WRITTEN PROBLEM:
Transcribe each line exactly.
-- Start DATASET RECORDS --
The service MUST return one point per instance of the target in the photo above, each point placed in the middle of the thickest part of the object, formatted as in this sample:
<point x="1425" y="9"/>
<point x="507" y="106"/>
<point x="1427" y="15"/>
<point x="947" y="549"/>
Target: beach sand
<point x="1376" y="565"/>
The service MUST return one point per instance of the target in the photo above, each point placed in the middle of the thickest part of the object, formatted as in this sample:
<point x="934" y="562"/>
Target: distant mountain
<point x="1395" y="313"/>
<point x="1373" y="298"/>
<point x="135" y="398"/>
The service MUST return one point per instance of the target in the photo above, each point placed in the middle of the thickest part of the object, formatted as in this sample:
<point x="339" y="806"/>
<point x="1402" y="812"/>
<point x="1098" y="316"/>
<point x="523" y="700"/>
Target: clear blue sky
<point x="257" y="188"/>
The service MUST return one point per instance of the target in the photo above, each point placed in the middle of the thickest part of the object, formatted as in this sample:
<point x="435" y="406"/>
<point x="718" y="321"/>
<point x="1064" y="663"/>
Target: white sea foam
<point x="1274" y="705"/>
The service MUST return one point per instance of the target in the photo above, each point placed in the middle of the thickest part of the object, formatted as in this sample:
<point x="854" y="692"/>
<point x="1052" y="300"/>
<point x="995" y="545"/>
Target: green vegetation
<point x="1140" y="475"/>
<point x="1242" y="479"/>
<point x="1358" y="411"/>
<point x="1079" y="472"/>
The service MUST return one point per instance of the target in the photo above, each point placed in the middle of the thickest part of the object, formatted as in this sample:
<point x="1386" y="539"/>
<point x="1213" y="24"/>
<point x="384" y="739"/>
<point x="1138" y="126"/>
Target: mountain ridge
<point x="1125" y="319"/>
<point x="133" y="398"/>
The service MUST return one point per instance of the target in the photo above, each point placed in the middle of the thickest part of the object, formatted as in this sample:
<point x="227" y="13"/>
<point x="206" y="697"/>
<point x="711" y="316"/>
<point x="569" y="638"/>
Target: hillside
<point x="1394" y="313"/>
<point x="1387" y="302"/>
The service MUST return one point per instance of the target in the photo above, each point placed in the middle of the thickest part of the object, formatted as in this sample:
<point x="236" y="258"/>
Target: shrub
-- End DATASET RECORDS --
WRITTEN SOLUTION:
The service MUST return one point per instance of the target in the photo above, each point placed in the middle of the thickest part of the object, formatted as in this sample:
<point x="1425" y="9"/>
<point x="507" y="106"/>
<point x="1427" y="15"/>
<point x="947" y="549"/>
Target: beach sand
<point x="1376" y="565"/>
The service MUST return one point per instance of the target in the photo above, each point placed in the middle of the thickest part of the object, formatted as in this sample:
<point x="934" y="562"/>
Target: distant mountain
<point x="1395" y="313"/>
<point x="1373" y="298"/>
<point x="135" y="398"/>
The service MUST return one point per instance of the target in the photo above, each point placed in the middle of the thickest part of the object, formatted as in this sample:
<point x="339" y="806"/>
<point x="1402" y="812"/>
<point x="1098" y="316"/>
<point x="523" y="700"/>
Target: clear blue sky
<point x="257" y="188"/>
The service MUST return one point per instance of the target in the photo above, each point placed in the middle of the thickest part of the object, formatted as in this sample:
<point x="435" y="406"/>
<point x="718" y="321"/>
<point x="1064" y="663"/>
Target: white sea foam
<point x="1274" y="705"/>
The service MUST return one point per instance of the target in the photo above, each point placed in the middle of the thickest part of the object, formatted as in this sample:
<point x="854" y="692"/>
<point x="1052" y="300"/>
<point x="995" y="545"/>
Target: green vegetation
<point x="1140" y="475"/>
<point x="1242" y="479"/>
<point x="1358" y="411"/>
<point x="1079" y="472"/>
The service MUST return one point per instance of the target in the photo above, each point placed in the middle of the thickest part of the object, formatted as in this sample:
<point x="1386" y="539"/>
<point x="1213" y="24"/>
<point x="384" y="739"/>
<point x="1138" y="126"/>
Target: mountain ridge
<point x="1125" y="319"/>
<point x="133" y="398"/>
The service MUST return one point per instance of the target in the photo above, each point placed in the middle of the thickest part of the object, formatted as in this sample:
<point x="227" y="13"/>
<point x="206" y="697"/>
<point x="711" y="316"/>
<point x="569" y="638"/>
Target: hillside
<point x="1394" y="313"/>
<point x="1387" y="302"/>
The service MUST return one point per instance of the target in the photo above, each point placed in the middle of the thickest part of the object, formatted as in this sample:
<point x="236" y="258"/>
Target: shrub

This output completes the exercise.